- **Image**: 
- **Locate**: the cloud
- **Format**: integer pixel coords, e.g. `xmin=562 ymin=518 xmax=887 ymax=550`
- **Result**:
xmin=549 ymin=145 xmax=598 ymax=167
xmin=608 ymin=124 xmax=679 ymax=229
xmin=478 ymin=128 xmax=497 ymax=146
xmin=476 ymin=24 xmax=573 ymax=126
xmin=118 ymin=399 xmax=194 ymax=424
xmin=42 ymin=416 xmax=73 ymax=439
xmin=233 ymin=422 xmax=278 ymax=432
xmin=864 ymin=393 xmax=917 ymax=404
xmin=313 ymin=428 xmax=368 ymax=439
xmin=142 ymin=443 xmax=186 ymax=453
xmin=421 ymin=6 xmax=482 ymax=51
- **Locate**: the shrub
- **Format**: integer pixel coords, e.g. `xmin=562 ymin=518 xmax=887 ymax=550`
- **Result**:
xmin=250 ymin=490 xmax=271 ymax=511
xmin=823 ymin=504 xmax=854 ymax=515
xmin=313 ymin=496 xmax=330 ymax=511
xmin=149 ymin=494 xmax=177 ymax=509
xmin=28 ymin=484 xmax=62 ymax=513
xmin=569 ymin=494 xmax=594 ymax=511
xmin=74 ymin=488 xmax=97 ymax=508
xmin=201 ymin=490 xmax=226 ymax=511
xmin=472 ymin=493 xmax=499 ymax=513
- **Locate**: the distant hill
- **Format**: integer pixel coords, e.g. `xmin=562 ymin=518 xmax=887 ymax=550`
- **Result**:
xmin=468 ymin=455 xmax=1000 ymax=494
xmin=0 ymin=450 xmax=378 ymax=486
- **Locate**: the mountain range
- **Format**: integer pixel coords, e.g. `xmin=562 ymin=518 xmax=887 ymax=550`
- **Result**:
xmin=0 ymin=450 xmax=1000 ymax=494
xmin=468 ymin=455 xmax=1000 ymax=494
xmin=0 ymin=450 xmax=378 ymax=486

____

Reproduce every one of the lines above verbatim.

- **Image**: 
- **Locate**: the cloud
- **Format**: integer pixel coords, e.g. `xmin=562 ymin=518 xmax=887 ymax=550`
- **Result**:
xmin=549 ymin=145 xmax=598 ymax=167
xmin=608 ymin=124 xmax=679 ymax=229
xmin=478 ymin=128 xmax=497 ymax=146
xmin=476 ymin=24 xmax=573 ymax=126
xmin=118 ymin=399 xmax=194 ymax=424
xmin=42 ymin=416 xmax=73 ymax=439
xmin=233 ymin=422 xmax=278 ymax=432
xmin=864 ymin=393 xmax=917 ymax=404
xmin=313 ymin=428 xmax=368 ymax=439
xmin=142 ymin=443 xmax=186 ymax=453
xmin=421 ymin=6 xmax=482 ymax=51
- **Locate**: the shrub
- **Format**: integer pixel coords, e.g. `xmin=562 ymin=518 xmax=887 ymax=550`
- **Result**:
xmin=250 ymin=490 xmax=271 ymax=511
xmin=823 ymin=504 xmax=854 ymax=515
xmin=313 ymin=496 xmax=330 ymax=511
xmin=149 ymin=494 xmax=177 ymax=509
xmin=28 ymin=484 xmax=62 ymax=513
xmin=569 ymin=494 xmax=594 ymax=511
xmin=74 ymin=488 xmax=97 ymax=508
xmin=201 ymin=490 xmax=226 ymax=511
xmin=472 ymin=493 xmax=499 ymax=513
- **Locate**: the distant hill
- **Format**: integer pixel coords, e.g. `xmin=562 ymin=518 xmax=887 ymax=550`
- **Result**:
xmin=468 ymin=455 xmax=1000 ymax=494
xmin=0 ymin=450 xmax=378 ymax=486
- **Locate**: the mountain range
- **Format**: integer pixel coords, e.g. `xmin=562 ymin=518 xmax=887 ymax=550`
- **Result**:
xmin=0 ymin=450 xmax=1000 ymax=494
xmin=468 ymin=455 xmax=1000 ymax=494
xmin=0 ymin=450 xmax=378 ymax=486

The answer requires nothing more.